_Task to carry out_
Extract every entry word for word. Skip the pictures.
========
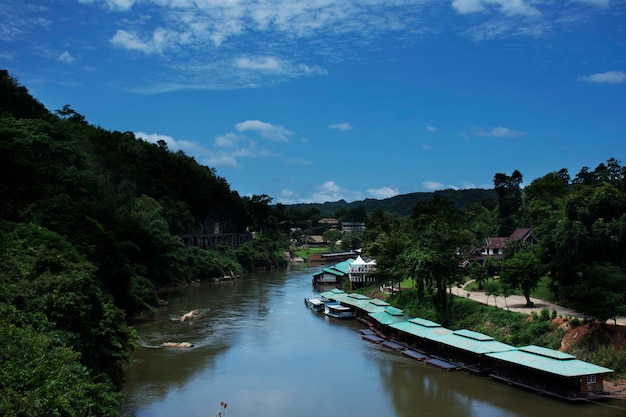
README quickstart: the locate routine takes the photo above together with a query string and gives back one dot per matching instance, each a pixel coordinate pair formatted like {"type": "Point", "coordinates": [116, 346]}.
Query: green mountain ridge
{"type": "Point", "coordinates": [404, 203]}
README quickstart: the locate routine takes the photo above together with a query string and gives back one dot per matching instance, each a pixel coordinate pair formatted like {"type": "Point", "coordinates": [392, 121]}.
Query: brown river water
{"type": "Point", "coordinates": [258, 348]}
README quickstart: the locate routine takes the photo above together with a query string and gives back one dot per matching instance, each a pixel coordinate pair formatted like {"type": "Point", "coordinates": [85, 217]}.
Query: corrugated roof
{"type": "Point", "coordinates": [550, 361]}
{"type": "Point", "coordinates": [334, 294]}
{"type": "Point", "coordinates": [389, 316]}
{"type": "Point", "coordinates": [474, 342]}
{"type": "Point", "coordinates": [374, 305]}
{"type": "Point", "coordinates": [422, 328]}
{"type": "Point", "coordinates": [340, 269]}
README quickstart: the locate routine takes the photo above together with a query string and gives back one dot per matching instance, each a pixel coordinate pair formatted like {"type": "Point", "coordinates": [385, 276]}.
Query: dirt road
{"type": "Point", "coordinates": [518, 303]}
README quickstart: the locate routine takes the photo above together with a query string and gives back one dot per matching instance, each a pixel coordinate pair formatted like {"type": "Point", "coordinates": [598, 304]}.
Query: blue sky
{"type": "Point", "coordinates": [321, 100]}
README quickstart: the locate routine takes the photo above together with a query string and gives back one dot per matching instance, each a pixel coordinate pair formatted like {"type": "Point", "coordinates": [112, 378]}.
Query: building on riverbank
{"type": "Point", "coordinates": [545, 371]}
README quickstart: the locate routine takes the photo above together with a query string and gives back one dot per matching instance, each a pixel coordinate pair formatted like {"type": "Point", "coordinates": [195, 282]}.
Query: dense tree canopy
{"type": "Point", "coordinates": [88, 226]}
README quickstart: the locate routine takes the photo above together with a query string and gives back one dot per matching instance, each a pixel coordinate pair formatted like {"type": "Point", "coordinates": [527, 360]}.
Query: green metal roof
{"type": "Point", "coordinates": [470, 341]}
{"type": "Point", "coordinates": [355, 300]}
{"type": "Point", "coordinates": [334, 294]}
{"type": "Point", "coordinates": [389, 316]}
{"type": "Point", "coordinates": [373, 305]}
{"type": "Point", "coordinates": [421, 328]}
{"type": "Point", "coordinates": [550, 361]}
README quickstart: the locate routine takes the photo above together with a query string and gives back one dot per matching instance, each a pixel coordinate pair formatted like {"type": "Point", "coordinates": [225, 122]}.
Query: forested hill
{"type": "Point", "coordinates": [402, 205]}
{"type": "Point", "coordinates": [88, 225]}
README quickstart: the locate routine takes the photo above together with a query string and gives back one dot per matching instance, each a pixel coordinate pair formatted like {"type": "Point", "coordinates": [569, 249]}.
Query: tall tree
{"type": "Point", "coordinates": [508, 188]}
{"type": "Point", "coordinates": [439, 236]}
{"type": "Point", "coordinates": [523, 269]}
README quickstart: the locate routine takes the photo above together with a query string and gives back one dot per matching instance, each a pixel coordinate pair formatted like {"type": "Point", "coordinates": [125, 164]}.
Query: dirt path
{"type": "Point", "coordinates": [518, 303]}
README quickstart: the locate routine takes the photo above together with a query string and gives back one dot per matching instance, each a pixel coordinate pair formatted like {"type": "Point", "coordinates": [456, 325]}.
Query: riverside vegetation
{"type": "Point", "coordinates": [88, 236]}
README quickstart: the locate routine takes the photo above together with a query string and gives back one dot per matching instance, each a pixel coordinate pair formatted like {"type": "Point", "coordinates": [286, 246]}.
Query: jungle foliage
{"type": "Point", "coordinates": [88, 226]}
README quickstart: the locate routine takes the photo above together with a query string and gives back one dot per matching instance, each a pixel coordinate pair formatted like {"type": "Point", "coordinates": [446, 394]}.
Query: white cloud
{"type": "Point", "coordinates": [498, 132]}
{"type": "Point", "coordinates": [264, 63]}
{"type": "Point", "coordinates": [609, 77]}
{"type": "Point", "coordinates": [508, 7]}
{"type": "Point", "coordinates": [599, 3]}
{"type": "Point", "coordinates": [223, 161]}
{"type": "Point", "coordinates": [121, 5]}
{"type": "Point", "coordinates": [434, 186]}
{"type": "Point", "coordinates": [127, 40]}
{"type": "Point", "coordinates": [384, 192]}
{"type": "Point", "coordinates": [266, 130]}
{"type": "Point", "coordinates": [341, 126]}
{"type": "Point", "coordinates": [66, 57]}
{"type": "Point", "coordinates": [331, 191]}
{"type": "Point", "coordinates": [227, 140]}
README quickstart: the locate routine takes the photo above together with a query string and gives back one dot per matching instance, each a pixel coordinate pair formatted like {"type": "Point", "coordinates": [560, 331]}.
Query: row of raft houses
{"type": "Point", "coordinates": [545, 371]}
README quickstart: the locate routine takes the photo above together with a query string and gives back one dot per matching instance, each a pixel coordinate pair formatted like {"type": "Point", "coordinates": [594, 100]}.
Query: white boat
{"type": "Point", "coordinates": [335, 309]}
{"type": "Point", "coordinates": [314, 303]}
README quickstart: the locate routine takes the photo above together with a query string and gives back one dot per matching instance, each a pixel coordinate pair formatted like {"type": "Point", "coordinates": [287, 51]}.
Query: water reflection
========
_The output_
README quickstart: the locate routine takes the photo above together with a query string and gives back one dot per matching instance, each a pixel coordinate pair formatted like {"type": "Point", "coordinates": [116, 346]}.
Query: green mountain ridge
{"type": "Point", "coordinates": [404, 203]}
README quickstart: the locate routine takes the photo above together with a query string and gives back one dot per matching instance, each a pixel coordinate pair formatted like {"type": "Point", "coordinates": [392, 121]}.
Query: brown river water
{"type": "Point", "coordinates": [258, 348]}
README quickstart: the locate routine takes the photo above together with a query string and gives back one dot per matching instance, each a pixel coordinate pair formatted like {"type": "Point", "coordinates": [85, 217]}.
Query: corrugated roof
{"type": "Point", "coordinates": [550, 361]}
{"type": "Point", "coordinates": [334, 294]}
{"type": "Point", "coordinates": [389, 316]}
{"type": "Point", "coordinates": [474, 342]}
{"type": "Point", "coordinates": [374, 305]}
{"type": "Point", "coordinates": [422, 328]}
{"type": "Point", "coordinates": [340, 269]}
README quickstart: the locate routine takes the photo above together with a query string and gives back one dot per matching instance, each a pixel coordinate pair formatted like {"type": "Point", "coordinates": [385, 276]}.
Query: dirt road
{"type": "Point", "coordinates": [518, 303]}
README quickstart: the locate routine takes the photo above together with a query string and gives back one dot per matching instance, each a pixel coordinate pair formatted like {"type": "Point", "coordinates": [598, 304]}.
Query: blue sky
{"type": "Point", "coordinates": [321, 100]}
README quickstart: the locate routine takes the photo above together with a query string and gives back one dot per matching instance, each a pixel coordinate pair formatted like {"type": "Point", "coordinates": [112, 378]}.
Query: building on riverbank
{"type": "Point", "coordinates": [545, 371]}
README quickstart: the locate routine takes the photo above together with a query string and gives back one dot per matching instance, each a pixel coordinate pair formatted like {"type": "Point", "coordinates": [195, 282]}.
Query: dense tree canopy
{"type": "Point", "coordinates": [88, 226]}
README quickstart: the locate routine takes the photo above together with a query string and gives back one dot per matching instance, each a pixel coordinate pair formatted like {"type": "Point", "coordinates": [527, 360]}.
Query: green metal roof
{"type": "Point", "coordinates": [470, 341]}
{"type": "Point", "coordinates": [355, 300]}
{"type": "Point", "coordinates": [334, 294]}
{"type": "Point", "coordinates": [389, 316]}
{"type": "Point", "coordinates": [373, 305]}
{"type": "Point", "coordinates": [421, 328]}
{"type": "Point", "coordinates": [550, 361]}
README quickstart: the locate routine takes the photo above together with a query string and gives back one dot per matching instance, each a pixel coordinate pair formatted like {"type": "Point", "coordinates": [225, 122]}.
Query: forested hill
{"type": "Point", "coordinates": [402, 205]}
{"type": "Point", "coordinates": [88, 225]}
README quickstart: the locate routine takes the photo above together with a query string and gives back one dot per matching instance, each a pixel coordinate pair formatted like {"type": "Point", "coordinates": [569, 249]}.
Query: tall tree
{"type": "Point", "coordinates": [508, 188]}
{"type": "Point", "coordinates": [439, 236]}
{"type": "Point", "coordinates": [523, 269]}
README quickstart: the locate routine takes the photo above together with a query string and gives back one dot per matching instance, each a pixel coordinate pair formatted like {"type": "Point", "coordinates": [125, 164]}.
Query: dirt path
{"type": "Point", "coordinates": [518, 303]}
README quickstart: the locate routine takes the photo above together with a query string and gives back one dot per matching instance, each a pixel coordinate pair formatted like {"type": "Point", "coordinates": [456, 325]}.
Query: riverside vegetation
{"type": "Point", "coordinates": [88, 236]}
README quickstart: the locate routine takes the photo above together with a query string and gives back one dot per matching instance, each a pixel coordinate pair formatted like {"type": "Point", "coordinates": [286, 246]}.
Query: jungle foliage
{"type": "Point", "coordinates": [88, 226]}
README quickstart: the locate routine takes the photo above together with a query string and gives back one dot per matching instance, each a pixel coordinate pair formatted like {"type": "Point", "coordinates": [446, 394]}.
Query: white cloud
{"type": "Point", "coordinates": [498, 132]}
{"type": "Point", "coordinates": [264, 63]}
{"type": "Point", "coordinates": [609, 77]}
{"type": "Point", "coordinates": [508, 7]}
{"type": "Point", "coordinates": [599, 3]}
{"type": "Point", "coordinates": [223, 161]}
{"type": "Point", "coordinates": [121, 5]}
{"type": "Point", "coordinates": [434, 186]}
{"type": "Point", "coordinates": [127, 40]}
{"type": "Point", "coordinates": [384, 192]}
{"type": "Point", "coordinates": [266, 130]}
{"type": "Point", "coordinates": [341, 126]}
{"type": "Point", "coordinates": [66, 57]}
{"type": "Point", "coordinates": [331, 191]}
{"type": "Point", "coordinates": [227, 140]}
README quickstart: the locate routine takes the photo above together with a query string and gives back one dot per matching instance, each a pixel coordinate pair formatted like {"type": "Point", "coordinates": [560, 331]}.
Query: row of raft houses
{"type": "Point", "coordinates": [545, 371]}
README quickstart: the locate routine takes the photo above together with a query string and gives back one dot per matching instance, each a pixel coordinate pair formatted like {"type": "Point", "coordinates": [594, 100]}.
Query: white boat
{"type": "Point", "coordinates": [335, 309]}
{"type": "Point", "coordinates": [314, 303]}
README quickstart: the locate routine takes the photo above together with a query string and gives back one dot per matching instance, each a pixel coordinate pair formatted like {"type": "Point", "coordinates": [287, 51]}.
Query: water reflection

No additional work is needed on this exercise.